== Task brief ==
Copy the lines of the records word for word, starting at the line that contains "Look at the picture above. You should locate white paper" and stopping after the line that contains "[255,0,390,180]".

-- Begin Provided records --

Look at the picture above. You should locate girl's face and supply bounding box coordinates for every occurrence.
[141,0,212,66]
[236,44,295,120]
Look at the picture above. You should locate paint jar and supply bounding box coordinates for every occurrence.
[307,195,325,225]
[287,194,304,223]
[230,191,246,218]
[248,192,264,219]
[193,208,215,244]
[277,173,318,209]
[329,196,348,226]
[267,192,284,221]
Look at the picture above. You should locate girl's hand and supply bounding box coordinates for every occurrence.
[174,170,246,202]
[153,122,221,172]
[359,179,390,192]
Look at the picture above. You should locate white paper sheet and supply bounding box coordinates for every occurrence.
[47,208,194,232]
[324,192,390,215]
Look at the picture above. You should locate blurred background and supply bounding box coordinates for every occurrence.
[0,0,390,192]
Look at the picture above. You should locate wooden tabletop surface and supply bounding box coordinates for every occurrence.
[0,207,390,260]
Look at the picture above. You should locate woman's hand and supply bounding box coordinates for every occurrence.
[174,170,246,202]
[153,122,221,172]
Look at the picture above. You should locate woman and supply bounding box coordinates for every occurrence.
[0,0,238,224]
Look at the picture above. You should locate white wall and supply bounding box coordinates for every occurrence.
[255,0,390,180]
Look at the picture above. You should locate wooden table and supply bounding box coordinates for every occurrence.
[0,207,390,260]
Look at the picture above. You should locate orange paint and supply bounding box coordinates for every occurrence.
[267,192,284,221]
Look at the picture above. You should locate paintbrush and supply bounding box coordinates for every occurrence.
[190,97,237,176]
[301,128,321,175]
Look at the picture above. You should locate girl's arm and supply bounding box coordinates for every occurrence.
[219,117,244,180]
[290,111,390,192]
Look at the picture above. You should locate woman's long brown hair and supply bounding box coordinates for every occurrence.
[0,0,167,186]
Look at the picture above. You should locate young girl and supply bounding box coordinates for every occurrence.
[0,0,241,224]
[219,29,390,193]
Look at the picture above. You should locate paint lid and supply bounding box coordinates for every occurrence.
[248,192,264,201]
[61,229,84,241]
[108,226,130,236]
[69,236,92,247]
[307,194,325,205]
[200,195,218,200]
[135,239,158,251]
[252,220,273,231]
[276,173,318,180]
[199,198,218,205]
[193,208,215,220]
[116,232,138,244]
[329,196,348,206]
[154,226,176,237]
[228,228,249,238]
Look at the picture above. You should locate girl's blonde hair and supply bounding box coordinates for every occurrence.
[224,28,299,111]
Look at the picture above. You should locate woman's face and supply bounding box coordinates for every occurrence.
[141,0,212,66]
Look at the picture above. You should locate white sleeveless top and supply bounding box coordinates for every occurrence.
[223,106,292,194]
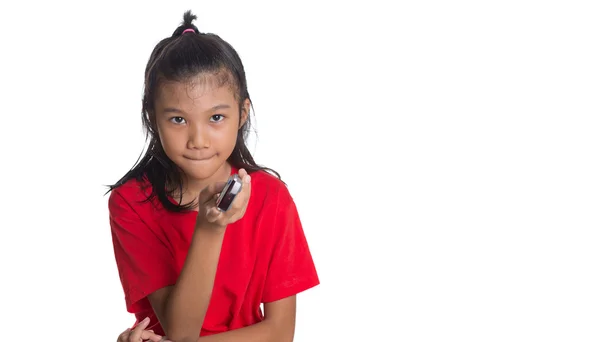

-- End Provided records --

== Problem solution ==
Look at the picture above. You should locate white paper sheet and supply bounding box coordinates for every occurrence.
[47,208,194,232]
[324,192,390,215]
Look at the picture above. You should locate blurred background and supply bounding box coordinates for every occurrence.
[0,0,390,192]
Look at the picture above. You should locate wooden tabletop surface and supply bounding box coordinates for every occurrence.
[0,207,390,260]
Look at the picture above. You should locate woman's hand and supply bounding box coordinates for every occurrence.
[174,170,246,202]
[153,122,221,172]
Look at the picture above. You should locate woman and supply bounding box coordinates for every occurrence.
[0,0,238,224]
Look at the picture above. You should locate white wall and supply bounding box coordinates for every occurrence.
[255,0,390,180]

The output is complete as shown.